▶ _Task_: Present every line of the items below as a Markdown table with the columns No. and Line. Number the lines, skip any blank ones, and leave out the pictures.

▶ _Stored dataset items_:
• • •

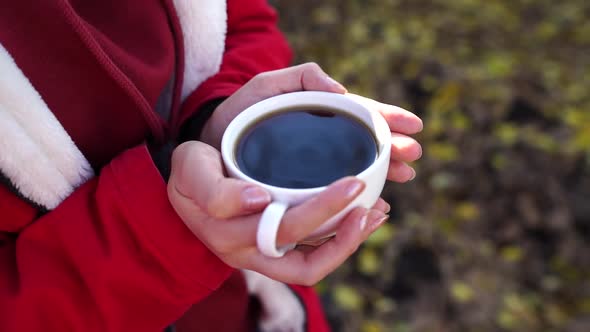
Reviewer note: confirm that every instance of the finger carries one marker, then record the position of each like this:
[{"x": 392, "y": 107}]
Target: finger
[
  {"x": 405, "y": 148},
  {"x": 310, "y": 266},
  {"x": 382, "y": 205},
  {"x": 308, "y": 76},
  {"x": 398, "y": 119},
  {"x": 301, "y": 220},
  {"x": 199, "y": 175},
  {"x": 400, "y": 172}
]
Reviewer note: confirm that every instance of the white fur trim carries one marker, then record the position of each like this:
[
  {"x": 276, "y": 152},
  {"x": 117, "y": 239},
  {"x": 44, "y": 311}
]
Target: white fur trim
[
  {"x": 204, "y": 25},
  {"x": 37, "y": 154},
  {"x": 282, "y": 311}
]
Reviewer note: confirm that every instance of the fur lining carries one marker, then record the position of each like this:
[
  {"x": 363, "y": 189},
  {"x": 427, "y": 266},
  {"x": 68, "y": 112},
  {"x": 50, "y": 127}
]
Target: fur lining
[
  {"x": 38, "y": 156},
  {"x": 204, "y": 25}
]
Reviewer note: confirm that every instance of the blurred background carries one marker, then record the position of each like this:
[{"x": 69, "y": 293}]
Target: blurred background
[{"x": 494, "y": 233}]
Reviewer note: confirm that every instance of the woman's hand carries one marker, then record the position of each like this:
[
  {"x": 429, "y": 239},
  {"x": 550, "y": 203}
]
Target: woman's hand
[
  {"x": 224, "y": 212},
  {"x": 310, "y": 76}
]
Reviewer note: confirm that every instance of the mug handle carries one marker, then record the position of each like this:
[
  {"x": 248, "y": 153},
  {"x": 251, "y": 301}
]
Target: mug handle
[{"x": 268, "y": 227}]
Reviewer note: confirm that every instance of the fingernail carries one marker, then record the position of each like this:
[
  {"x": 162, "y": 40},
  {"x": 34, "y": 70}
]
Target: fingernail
[
  {"x": 376, "y": 223},
  {"x": 354, "y": 188},
  {"x": 335, "y": 83},
  {"x": 255, "y": 197},
  {"x": 413, "y": 175},
  {"x": 363, "y": 223}
]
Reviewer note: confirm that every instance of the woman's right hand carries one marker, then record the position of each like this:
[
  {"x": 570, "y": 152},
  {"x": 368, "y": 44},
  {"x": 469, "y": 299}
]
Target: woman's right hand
[{"x": 224, "y": 212}]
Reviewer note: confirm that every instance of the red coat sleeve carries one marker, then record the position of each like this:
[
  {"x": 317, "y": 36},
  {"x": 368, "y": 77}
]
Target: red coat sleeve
[
  {"x": 254, "y": 44},
  {"x": 114, "y": 256}
]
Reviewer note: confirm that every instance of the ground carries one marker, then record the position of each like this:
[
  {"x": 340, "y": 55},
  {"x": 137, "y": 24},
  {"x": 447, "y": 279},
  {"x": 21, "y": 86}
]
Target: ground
[{"x": 494, "y": 233}]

• • •

▶ _Result_:
| No. | Line |
|---|---|
| 1 | Reviewer note: confirm that every instance of the finger carries one marker, then record the position of each like this: |
| 2 | [{"x": 392, "y": 107}] |
| 3 | Target: finger |
| 4 | [ |
| 5 |   {"x": 405, "y": 148}, |
| 6 |   {"x": 310, "y": 266}, |
| 7 |   {"x": 382, "y": 205}, |
| 8 |   {"x": 308, "y": 76}, |
| 9 |   {"x": 398, "y": 119}, |
| 10 |   {"x": 301, "y": 220}, |
| 11 |   {"x": 199, "y": 175}, |
| 12 |   {"x": 400, "y": 172} |
| 13 | ] |
| 14 | Reviewer note: confirm that every instance of the white fur trim carries one marker, then record the position of each like this: |
| 15 | [ |
| 16 |   {"x": 276, "y": 152}, |
| 17 |   {"x": 117, "y": 239}, |
| 18 |   {"x": 44, "y": 311} |
| 19 | ] |
| 20 | Target: white fur trim |
| 21 | [ |
| 22 |   {"x": 204, "y": 25}, |
| 23 |   {"x": 37, "y": 154}, |
| 24 |   {"x": 282, "y": 311} |
| 25 | ] |
| 26 | Reviewer note: confirm that every instance of the fur lining carries one marker, then record the position of each like this: |
| 27 | [ |
| 28 |   {"x": 363, "y": 189}, |
| 29 |   {"x": 427, "y": 266}, |
| 30 |   {"x": 68, "y": 112}, |
| 31 |   {"x": 50, "y": 127} |
| 32 | ] |
| 33 | Target: fur lining |
| 34 | [ |
| 35 |   {"x": 38, "y": 156}, |
| 36 |   {"x": 204, "y": 25} |
| 37 | ] |
| 38 | Reviewer note: confirm that every instance of the blurred background carries one marker, then record the position of each like this: |
| 39 | [{"x": 69, "y": 293}] |
| 40 | Target: blurred background |
| 41 | [{"x": 494, "y": 233}] |
| 42 | Reviewer note: confirm that every instance of the woman's hand carries one marker, then record the position of each like this: |
| 43 | [ |
| 44 |   {"x": 429, "y": 239}, |
| 45 |   {"x": 550, "y": 203} |
| 46 | ] |
| 47 | Target: woman's hand |
| 48 | [ |
| 49 |   {"x": 224, "y": 212}, |
| 50 |   {"x": 310, "y": 76} |
| 51 | ] |
| 52 | Reviewer note: confirm that every instance of the mug handle carries one marker, then record the position of each like this: |
| 53 | [ |
| 54 |   {"x": 248, "y": 153}, |
| 55 |   {"x": 251, "y": 301} |
| 56 | ] |
| 57 | Target: mug handle |
| 58 | [{"x": 268, "y": 227}] |
| 59 | Reviewer note: confirm that every instance of the fingernail carries one marker, then record the position of each like this: |
| 60 | [ |
| 61 |   {"x": 162, "y": 40}, |
| 62 |   {"x": 34, "y": 70} |
| 63 | ] |
| 64 | Target: fingernail |
| 65 | [ |
| 66 |   {"x": 376, "y": 223}, |
| 67 |   {"x": 354, "y": 188}, |
| 68 |   {"x": 335, "y": 83}, |
| 69 |   {"x": 255, "y": 197}, |
| 70 |   {"x": 413, "y": 175}, |
| 71 |   {"x": 363, "y": 223} |
| 72 | ] |
| 73 | Reviewer note: confirm that every instance of the woman's right hand carries one marker, then record the position of each like this: |
| 74 | [ |
| 75 |   {"x": 570, "y": 152}, |
| 76 |   {"x": 368, "y": 44}, |
| 77 |   {"x": 469, "y": 299} |
| 78 | ] |
| 79 | Target: woman's right hand |
| 80 | [{"x": 224, "y": 212}] |
| 81 | Reviewer note: confirm that every instance of the red coat sleeve carries one marker, then record the position of each like this: |
| 82 | [ |
| 83 |   {"x": 317, "y": 36}, |
| 84 |   {"x": 368, "y": 77} |
| 85 | ] |
| 86 | Target: red coat sleeve |
| 87 | [ |
| 88 |   {"x": 254, "y": 44}, |
| 89 |   {"x": 114, "y": 256} |
| 90 | ] |
| 91 | Reviewer note: confirm that every instance of the ground carries one marker, then record the position of each like this: |
| 92 | [ |
| 93 |   {"x": 340, "y": 55}, |
| 94 |   {"x": 137, "y": 24}, |
| 95 |   {"x": 447, "y": 279}, |
| 96 |   {"x": 21, "y": 86} |
| 97 | ] |
| 98 | Target: ground |
| 99 | [{"x": 494, "y": 233}] |